++++ Given data

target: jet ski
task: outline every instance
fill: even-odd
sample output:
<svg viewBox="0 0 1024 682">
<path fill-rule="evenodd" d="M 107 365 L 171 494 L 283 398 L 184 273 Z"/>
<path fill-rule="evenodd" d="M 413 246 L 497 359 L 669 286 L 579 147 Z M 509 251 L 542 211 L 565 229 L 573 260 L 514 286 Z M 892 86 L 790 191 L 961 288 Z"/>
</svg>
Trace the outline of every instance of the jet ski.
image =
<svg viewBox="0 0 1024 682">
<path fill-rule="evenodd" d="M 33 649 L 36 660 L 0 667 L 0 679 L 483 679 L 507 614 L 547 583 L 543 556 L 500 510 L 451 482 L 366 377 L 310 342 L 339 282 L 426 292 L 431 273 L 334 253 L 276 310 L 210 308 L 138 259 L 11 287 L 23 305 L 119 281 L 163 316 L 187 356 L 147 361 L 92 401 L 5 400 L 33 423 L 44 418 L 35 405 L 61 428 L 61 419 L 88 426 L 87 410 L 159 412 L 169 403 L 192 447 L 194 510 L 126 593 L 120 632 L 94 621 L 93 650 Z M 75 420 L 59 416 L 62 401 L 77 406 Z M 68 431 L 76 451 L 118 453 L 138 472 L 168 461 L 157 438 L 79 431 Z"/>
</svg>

++++++++

## What the task requires
Copy every line above without changes.

## Written response
target: jet ski
task: outline every instance
fill: even-odd
sample output:
<svg viewBox="0 0 1024 682">
<path fill-rule="evenodd" d="M 107 365 L 171 494 L 283 398 L 184 273 Z"/>
<path fill-rule="evenodd" d="M 413 246 L 497 359 L 669 286 L 579 147 Z M 509 251 L 542 211 L 565 229 L 573 260 L 514 286 Z M 892 86 L 790 191 L 961 288 Z"/>
</svg>
Trace the outline of every instance of the jet ski.
image =
<svg viewBox="0 0 1024 682">
<path fill-rule="evenodd" d="M 33 649 L 36 660 L 0 667 L 0 679 L 483 679 L 507 614 L 547 583 L 543 556 L 500 510 L 451 482 L 366 377 L 310 342 L 339 282 L 426 292 L 431 273 L 334 253 L 276 310 L 210 308 L 138 259 L 11 287 L 23 305 L 119 281 L 163 316 L 187 356 L 147 361 L 92 401 L 5 400 L 33 423 L 44 418 L 35 405 L 61 428 L 61 419 L 88 426 L 87 410 L 159 412 L 169 403 L 192 447 L 194 510 L 126 593 L 120 632 L 94 621 L 93 650 Z M 75 420 L 59 416 L 62 401 L 77 406 Z M 68 431 L 76 451 L 118 453 L 138 472 L 168 461 L 157 438 L 79 431 Z"/>
</svg>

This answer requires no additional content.